Source data:
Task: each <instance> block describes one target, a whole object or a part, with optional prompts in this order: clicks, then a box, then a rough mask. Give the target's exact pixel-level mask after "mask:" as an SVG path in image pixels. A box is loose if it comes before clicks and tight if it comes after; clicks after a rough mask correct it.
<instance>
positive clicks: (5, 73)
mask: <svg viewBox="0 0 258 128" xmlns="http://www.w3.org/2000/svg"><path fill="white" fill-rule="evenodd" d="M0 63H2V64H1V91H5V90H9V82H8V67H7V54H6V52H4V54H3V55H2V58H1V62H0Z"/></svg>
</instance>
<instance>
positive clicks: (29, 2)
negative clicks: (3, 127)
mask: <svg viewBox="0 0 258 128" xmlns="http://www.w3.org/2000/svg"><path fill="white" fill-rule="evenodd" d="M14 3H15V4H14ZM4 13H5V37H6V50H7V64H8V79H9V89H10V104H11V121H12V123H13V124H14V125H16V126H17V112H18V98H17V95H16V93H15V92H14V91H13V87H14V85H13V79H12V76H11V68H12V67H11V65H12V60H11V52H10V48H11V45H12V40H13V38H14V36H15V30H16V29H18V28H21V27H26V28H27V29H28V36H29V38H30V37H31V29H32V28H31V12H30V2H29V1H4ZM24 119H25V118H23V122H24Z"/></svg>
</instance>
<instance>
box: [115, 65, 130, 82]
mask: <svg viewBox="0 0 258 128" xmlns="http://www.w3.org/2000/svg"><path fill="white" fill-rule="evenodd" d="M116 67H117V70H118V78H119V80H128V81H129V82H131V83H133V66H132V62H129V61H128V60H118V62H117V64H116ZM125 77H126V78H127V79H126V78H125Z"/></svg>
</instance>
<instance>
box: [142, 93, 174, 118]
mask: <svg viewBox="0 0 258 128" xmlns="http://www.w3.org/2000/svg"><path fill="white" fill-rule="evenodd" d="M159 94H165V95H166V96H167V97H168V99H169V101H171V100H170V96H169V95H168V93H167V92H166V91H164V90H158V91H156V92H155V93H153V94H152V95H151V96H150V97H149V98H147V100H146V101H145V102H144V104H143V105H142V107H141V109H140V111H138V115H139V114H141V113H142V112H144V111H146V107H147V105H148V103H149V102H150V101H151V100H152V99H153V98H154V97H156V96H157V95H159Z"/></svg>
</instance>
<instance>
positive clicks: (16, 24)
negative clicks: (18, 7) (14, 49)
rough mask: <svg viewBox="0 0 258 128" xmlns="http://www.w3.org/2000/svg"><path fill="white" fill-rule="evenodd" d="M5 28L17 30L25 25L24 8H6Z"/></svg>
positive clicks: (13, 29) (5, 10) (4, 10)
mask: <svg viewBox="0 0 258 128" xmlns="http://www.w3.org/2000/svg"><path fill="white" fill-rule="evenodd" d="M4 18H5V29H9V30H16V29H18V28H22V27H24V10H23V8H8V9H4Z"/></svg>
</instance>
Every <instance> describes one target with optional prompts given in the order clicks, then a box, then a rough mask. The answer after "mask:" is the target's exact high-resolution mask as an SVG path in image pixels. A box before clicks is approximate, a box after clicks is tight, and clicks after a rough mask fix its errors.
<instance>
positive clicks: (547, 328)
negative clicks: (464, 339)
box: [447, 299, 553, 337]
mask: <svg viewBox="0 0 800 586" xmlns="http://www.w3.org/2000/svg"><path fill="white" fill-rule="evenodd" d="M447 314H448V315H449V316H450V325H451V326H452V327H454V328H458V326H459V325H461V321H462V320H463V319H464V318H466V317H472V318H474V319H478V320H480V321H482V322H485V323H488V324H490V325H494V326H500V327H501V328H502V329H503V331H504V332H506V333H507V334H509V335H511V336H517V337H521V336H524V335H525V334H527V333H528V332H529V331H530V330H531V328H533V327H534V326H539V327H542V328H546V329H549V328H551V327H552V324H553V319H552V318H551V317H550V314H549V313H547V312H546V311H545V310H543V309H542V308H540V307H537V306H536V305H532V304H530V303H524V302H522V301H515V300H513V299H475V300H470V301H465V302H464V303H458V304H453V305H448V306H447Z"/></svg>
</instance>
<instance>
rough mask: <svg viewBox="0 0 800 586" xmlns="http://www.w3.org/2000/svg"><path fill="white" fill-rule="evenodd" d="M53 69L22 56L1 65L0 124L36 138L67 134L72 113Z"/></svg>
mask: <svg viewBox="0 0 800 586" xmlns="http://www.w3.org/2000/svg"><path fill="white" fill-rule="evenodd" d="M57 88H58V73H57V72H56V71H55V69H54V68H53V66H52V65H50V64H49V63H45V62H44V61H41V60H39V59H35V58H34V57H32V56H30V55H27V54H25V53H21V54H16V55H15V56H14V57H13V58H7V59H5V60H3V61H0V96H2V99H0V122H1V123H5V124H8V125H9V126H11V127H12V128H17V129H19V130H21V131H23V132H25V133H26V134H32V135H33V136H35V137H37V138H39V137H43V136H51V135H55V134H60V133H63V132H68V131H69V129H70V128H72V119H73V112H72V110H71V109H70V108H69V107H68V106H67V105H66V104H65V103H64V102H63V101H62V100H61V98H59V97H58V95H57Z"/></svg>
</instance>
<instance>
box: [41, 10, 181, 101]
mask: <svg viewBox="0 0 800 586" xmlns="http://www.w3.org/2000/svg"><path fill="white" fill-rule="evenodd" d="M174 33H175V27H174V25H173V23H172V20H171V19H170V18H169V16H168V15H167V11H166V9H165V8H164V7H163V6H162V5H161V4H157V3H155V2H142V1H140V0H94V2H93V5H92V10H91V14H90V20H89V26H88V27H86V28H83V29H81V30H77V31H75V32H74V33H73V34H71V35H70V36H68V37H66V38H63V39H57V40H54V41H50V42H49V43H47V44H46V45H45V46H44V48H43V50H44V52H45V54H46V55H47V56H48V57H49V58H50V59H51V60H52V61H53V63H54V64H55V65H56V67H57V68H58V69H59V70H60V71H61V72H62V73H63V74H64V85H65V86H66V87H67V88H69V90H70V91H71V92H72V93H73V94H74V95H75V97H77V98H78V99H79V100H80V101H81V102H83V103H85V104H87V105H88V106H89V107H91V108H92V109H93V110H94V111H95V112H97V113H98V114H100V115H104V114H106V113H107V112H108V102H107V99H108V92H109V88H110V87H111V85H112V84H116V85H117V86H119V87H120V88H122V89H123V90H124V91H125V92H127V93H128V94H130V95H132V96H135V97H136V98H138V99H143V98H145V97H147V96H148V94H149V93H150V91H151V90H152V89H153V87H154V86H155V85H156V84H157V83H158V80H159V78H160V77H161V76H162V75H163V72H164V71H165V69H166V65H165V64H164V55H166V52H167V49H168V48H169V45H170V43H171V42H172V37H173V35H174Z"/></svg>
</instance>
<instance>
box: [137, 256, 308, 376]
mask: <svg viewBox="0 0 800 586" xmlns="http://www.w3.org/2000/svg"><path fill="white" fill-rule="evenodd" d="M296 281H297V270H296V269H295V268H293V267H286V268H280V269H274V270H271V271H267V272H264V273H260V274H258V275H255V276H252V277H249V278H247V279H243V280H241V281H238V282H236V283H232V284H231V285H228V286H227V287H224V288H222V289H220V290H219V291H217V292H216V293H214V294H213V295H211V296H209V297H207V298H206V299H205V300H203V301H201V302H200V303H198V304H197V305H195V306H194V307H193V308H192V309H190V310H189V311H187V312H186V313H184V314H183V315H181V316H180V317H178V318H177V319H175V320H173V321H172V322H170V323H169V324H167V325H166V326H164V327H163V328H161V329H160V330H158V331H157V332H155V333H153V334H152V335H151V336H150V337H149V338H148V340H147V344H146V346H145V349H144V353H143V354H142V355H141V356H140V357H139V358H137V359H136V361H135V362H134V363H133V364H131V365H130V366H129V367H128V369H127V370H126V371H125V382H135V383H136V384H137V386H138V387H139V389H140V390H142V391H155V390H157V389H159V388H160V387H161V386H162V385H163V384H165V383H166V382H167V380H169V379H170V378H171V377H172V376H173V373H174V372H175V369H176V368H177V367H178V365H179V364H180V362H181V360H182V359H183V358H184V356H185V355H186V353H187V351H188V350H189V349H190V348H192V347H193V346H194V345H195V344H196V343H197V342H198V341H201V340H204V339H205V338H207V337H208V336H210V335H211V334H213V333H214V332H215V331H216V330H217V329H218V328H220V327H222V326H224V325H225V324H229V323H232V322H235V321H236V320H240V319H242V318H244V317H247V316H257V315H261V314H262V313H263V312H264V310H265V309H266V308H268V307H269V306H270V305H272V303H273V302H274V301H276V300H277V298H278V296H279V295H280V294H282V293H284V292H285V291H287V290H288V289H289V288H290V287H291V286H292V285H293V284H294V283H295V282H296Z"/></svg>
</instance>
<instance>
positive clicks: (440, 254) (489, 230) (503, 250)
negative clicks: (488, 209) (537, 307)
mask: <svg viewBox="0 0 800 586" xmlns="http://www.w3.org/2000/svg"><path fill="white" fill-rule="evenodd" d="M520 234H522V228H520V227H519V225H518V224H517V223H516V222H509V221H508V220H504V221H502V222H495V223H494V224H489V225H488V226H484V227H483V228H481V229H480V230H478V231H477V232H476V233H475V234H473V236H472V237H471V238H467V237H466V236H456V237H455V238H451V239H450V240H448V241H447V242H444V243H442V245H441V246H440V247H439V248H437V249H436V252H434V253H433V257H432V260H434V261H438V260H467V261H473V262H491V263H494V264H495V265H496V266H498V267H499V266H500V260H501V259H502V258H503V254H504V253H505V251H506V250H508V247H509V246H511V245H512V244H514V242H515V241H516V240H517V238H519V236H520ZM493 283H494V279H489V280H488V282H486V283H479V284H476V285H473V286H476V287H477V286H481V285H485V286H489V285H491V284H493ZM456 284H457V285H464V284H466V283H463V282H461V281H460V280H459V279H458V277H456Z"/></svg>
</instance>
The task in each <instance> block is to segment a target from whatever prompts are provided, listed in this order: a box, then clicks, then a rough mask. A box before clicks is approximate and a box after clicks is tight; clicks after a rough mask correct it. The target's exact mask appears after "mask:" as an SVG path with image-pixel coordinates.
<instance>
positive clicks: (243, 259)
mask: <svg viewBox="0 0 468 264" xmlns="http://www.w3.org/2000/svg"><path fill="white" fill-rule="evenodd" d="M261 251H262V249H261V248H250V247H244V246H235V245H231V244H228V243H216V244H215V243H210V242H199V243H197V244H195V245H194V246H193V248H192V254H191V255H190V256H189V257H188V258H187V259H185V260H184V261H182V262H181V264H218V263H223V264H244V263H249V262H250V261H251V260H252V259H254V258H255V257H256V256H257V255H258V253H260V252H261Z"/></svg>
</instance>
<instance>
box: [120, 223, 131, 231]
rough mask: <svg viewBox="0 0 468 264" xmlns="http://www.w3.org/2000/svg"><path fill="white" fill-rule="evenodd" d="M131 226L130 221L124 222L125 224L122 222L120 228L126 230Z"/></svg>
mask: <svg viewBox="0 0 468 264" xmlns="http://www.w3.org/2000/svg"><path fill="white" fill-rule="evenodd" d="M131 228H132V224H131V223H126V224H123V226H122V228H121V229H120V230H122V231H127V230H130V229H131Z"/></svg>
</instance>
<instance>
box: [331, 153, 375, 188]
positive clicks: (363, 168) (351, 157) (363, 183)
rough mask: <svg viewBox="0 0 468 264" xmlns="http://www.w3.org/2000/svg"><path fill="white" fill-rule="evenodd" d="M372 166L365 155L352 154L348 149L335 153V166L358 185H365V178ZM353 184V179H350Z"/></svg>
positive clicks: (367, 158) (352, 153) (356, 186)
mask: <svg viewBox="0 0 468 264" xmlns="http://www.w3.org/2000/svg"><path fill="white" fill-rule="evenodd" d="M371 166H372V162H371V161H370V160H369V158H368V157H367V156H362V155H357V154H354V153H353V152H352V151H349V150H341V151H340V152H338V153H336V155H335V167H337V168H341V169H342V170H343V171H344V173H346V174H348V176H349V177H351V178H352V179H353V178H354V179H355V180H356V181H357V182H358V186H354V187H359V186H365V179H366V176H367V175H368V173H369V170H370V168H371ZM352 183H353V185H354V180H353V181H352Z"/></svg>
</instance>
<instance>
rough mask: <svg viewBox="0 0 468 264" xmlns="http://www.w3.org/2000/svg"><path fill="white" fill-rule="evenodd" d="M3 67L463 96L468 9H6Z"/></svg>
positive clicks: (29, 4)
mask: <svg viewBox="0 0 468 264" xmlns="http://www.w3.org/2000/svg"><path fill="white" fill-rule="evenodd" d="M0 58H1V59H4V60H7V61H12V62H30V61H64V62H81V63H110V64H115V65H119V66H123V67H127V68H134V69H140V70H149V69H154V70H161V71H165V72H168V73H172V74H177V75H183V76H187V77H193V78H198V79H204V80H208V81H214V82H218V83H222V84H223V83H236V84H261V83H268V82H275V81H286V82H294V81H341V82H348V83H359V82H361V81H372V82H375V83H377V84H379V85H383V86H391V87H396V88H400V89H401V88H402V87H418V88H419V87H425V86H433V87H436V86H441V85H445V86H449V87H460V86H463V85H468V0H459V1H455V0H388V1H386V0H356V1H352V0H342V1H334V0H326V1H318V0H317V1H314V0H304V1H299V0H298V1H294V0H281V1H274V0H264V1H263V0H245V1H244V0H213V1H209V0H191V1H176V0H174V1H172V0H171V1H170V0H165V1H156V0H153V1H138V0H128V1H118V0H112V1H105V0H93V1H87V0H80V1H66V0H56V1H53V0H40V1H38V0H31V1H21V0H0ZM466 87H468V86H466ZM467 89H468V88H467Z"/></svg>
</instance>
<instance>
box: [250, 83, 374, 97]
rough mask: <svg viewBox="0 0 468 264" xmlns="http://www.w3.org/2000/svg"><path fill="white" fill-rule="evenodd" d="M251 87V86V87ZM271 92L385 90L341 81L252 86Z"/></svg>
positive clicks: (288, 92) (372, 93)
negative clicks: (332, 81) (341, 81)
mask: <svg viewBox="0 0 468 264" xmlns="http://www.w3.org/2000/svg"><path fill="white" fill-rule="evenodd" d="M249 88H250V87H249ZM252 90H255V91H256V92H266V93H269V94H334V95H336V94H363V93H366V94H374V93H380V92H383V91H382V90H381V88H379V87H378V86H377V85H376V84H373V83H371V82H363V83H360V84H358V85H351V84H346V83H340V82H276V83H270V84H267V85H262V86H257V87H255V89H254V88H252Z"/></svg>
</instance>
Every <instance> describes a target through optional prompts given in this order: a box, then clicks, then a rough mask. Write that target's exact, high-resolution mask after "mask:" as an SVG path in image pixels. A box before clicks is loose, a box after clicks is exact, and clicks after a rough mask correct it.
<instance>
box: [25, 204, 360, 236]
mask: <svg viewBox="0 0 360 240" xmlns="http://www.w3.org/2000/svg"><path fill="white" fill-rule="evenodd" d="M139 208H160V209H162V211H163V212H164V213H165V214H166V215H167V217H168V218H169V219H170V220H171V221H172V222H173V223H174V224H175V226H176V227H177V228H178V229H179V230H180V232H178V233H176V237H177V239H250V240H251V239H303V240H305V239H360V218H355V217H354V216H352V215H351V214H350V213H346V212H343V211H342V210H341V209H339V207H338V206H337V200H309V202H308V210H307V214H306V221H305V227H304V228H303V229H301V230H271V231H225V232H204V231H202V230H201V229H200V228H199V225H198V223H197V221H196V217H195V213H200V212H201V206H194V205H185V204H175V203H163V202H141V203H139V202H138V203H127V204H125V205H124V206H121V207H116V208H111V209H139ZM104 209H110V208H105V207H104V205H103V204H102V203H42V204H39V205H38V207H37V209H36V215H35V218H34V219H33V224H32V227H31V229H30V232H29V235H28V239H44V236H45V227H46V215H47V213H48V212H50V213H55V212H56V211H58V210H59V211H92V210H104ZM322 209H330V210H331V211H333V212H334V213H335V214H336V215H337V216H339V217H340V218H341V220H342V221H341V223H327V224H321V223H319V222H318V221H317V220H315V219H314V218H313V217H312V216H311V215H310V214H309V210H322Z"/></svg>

Task statement: Reproduce verbatim only the lines from the one holding "box: [250, 83, 374, 97]" through the end of the records.

Response to this task:
box: [250, 83, 374, 97]
rough mask: <svg viewBox="0 0 468 264" xmlns="http://www.w3.org/2000/svg"><path fill="white" fill-rule="evenodd" d="M251 87V86V87ZM271 92L385 90L341 81L252 86Z"/></svg>
positive clicks: (288, 92) (372, 93)
negative clicks: (332, 81) (341, 81)
mask: <svg viewBox="0 0 468 264" xmlns="http://www.w3.org/2000/svg"><path fill="white" fill-rule="evenodd" d="M249 88H250V87H249ZM252 90H255V91H256V92H266V93H269V94H334V95H336V94H363V93H366V94H374V93H380V92H383V91H382V90H381V88H379V87H378V86H377V85H376V84H373V83H371V82H363V83H360V84H358V85H351V84H346V83H340V82H276V83H270V84H267V85H262V86H257V87H255V89H254V88H252Z"/></svg>
</instance>
Every <instance> describes a target through optional prompts given in this order: a box, then clicks, then a rough mask. Write that target's exact, high-resolution mask after "mask:" as an SVG path in image pixels. A box before clicks is loose, a box after clicks is exact, and clicks after a rough mask correct it.
<instance>
box: [25, 204, 360, 236]
mask: <svg viewBox="0 0 360 240" xmlns="http://www.w3.org/2000/svg"><path fill="white" fill-rule="evenodd" d="M139 208H160V209H162V211H163V212H164V213H165V214H166V215H167V217H168V218H169V219H170V220H171V221H172V222H173V223H174V224H175V226H176V227H177V228H178V229H179V230H180V232H178V233H176V237H177V239H250V240H251V239H303V240H305V239H360V218H355V217H354V216H352V215H351V214H350V213H346V212H343V211H342V210H341V209H339V207H338V206H337V200H309V202H308V210H307V214H306V221H305V227H304V228H303V229H301V230H271V231H225V232H204V231H202V230H201V229H200V228H199V225H198V223H197V221H196V217H195V213H200V212H201V206H194V205H185V204H175V203H163V202H141V203H139V202H138V203H127V204H125V205H124V206H121V207H116V208H111V209H139ZM104 209H110V208H105V207H104V205H103V204H102V203H42V204H39V205H38V207H37V209H36V215H35V218H34V219H33V224H32V227H31V229H30V232H29V235H28V239H44V236H45V227H46V215H47V213H48V212H50V213H55V212H56V211H58V210H59V211H92V210H104ZM322 209H330V210H331V211H333V212H334V213H335V214H336V215H337V216H339V217H340V218H341V220H342V221H341V223H327V224H321V223H319V222H318V221H317V220H315V219H314V218H313V217H312V216H311V215H310V214H309V210H322Z"/></svg>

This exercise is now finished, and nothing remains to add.